* EXERCISE
Your reply should be the following data, copied exactly.

=-=-=

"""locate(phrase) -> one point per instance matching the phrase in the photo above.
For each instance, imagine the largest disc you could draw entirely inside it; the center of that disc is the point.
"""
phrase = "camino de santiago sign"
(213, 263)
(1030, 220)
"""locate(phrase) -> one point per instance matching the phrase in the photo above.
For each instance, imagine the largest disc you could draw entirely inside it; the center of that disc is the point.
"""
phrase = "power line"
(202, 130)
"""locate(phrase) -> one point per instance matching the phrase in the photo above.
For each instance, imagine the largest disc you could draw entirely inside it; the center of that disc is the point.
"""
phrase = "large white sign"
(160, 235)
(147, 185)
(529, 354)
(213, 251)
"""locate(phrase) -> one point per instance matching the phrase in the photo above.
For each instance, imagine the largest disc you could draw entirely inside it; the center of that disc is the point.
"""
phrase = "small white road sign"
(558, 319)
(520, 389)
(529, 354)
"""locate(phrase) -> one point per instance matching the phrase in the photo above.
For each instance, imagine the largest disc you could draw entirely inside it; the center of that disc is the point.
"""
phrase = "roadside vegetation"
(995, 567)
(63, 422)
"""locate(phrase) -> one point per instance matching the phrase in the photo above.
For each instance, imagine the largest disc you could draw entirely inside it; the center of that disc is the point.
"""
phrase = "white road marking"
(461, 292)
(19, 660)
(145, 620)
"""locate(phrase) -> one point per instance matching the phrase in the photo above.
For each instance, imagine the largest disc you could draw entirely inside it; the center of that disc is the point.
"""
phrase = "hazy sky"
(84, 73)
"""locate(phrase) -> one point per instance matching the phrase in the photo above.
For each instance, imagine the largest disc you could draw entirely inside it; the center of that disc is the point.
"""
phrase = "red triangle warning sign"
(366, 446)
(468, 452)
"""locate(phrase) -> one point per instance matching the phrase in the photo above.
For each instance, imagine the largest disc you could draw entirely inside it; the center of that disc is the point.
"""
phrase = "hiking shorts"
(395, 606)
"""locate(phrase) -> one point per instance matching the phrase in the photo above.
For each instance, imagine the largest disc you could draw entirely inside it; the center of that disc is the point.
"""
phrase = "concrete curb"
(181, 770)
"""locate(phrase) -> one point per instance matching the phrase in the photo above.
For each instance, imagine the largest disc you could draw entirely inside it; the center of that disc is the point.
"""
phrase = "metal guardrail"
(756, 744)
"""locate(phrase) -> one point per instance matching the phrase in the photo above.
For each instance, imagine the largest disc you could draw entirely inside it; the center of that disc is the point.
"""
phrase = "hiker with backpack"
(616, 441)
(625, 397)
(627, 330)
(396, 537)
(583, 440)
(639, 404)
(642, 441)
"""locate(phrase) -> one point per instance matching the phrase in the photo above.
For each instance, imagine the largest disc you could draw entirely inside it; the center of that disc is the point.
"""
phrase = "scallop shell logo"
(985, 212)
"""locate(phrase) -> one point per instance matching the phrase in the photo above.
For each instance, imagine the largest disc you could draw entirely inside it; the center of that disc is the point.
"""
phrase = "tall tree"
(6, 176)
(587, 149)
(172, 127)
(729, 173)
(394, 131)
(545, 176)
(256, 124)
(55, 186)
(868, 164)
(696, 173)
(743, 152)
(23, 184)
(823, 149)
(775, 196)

=-=-=

* ANSWER AREA
"""locate(phrase) -> one point per instance matching the phrase in the photo above.
For each instance, imagine the largest disc you could draw entirely inside it; the center of that disc is the point.
"""
phrase = "camino de santiago sign"
(213, 263)
(1030, 220)
"""locate(phrase) -> one point per instance matching the phrase in the photo above.
For each instance, imagine the largest disc you could draw entirely inside it; the center of that disc is the point.
"""
phrase = "power line"
(202, 130)
"""locate(phrase) -> one point per instance matching the phrase in the photo above.
For each instance, imagine the largest disc you could draw entirely inside it; the center of that disc is the point.
"""
phrase = "large white sign"
(160, 235)
(147, 185)
(529, 354)
(213, 251)
"""locate(phrase) -> one point per instance matching the phrase in the photo above.
For each instance, imagine the largest disc you could draw entirely inside it; the center of that disc is the point.
"""
phrase = "small white road sign"
(558, 319)
(520, 389)
(529, 354)
"""locate(phrase) -> one point per instance matching the phrase in the photo above.
For each instance, imagine the largest disc you could draw entirely inside it; the center of that disc is the point.
"""
phrase = "roadside vegetation"
(995, 567)
(63, 422)
"""locate(phrase) -> one point per instance matching the phrase in the photo above.
For each instance, imagine the largest disc you could draw entirely inside it; the center of that disc is the point.
"""
phrase = "white road marking"
(461, 292)
(19, 660)
(145, 620)
"""locate(phrase) -> one point per instance matching the phrase in the photo above.
For each instance, imagine the largest disc you could draw entirely inside it; the center of that disc is the point.
"""
phrase = "hazy sky"
(84, 73)
"""locate(phrase) -> one point per instance matching the phrase in the photo above.
For each instance, imagine the largest disc you could draw entirely inside it; the center of that disc is the point.
"""
phrase = "red triangle warning sign"
(366, 446)
(468, 452)
"""locate(phrase) -> one point per instance matching the phrase in the photo above.
For each instance, imagine the largest disc you could draw entirely inside it; the center of that disc is the point.
"""
phrase = "hiking shorts"
(395, 606)
"""locate(phrase) -> one point per instance matching the phrase in the photo above.
For each instance, imagine the largest disc you could draw entirely inside it; the center of that disc is the point.
"""
phrase = "concrete curb"
(181, 770)
"""locate(phrase) -> one point per instance matching the phrase in the photo above.
For each instance, imagine the largest disc you could draw entirely inside it; the center of that disc is the point.
"""
phrase = "metal guardrail"
(756, 744)
"""locate(phrase) -> one point per instance matching the phrase in the photo above.
For each instance, imagine the largest disc you could draw entirely inside it; the center of that disc is the point.
"""
phrase = "hiker with backpack"
(616, 441)
(625, 397)
(627, 330)
(396, 537)
(583, 440)
(639, 404)
(642, 441)
"""locate(phrase) -> one point per instance matching the phrase in the photo above.
For each instance, imagine the largest disc you could draw entirely inside it; the center of that disc is the point.
"""
phrase = "scallop shell logo"
(985, 212)
"""locate(phrase) -> one point per instance matching the phrase in the photo above.
For each instance, imagine the largest disc you could draw entirely inside it; the center of that disc is the point.
"""
phrase = "tall tree"
(6, 176)
(587, 149)
(172, 127)
(729, 173)
(394, 131)
(545, 176)
(256, 124)
(55, 186)
(868, 164)
(696, 173)
(743, 152)
(23, 184)
(823, 149)
(775, 196)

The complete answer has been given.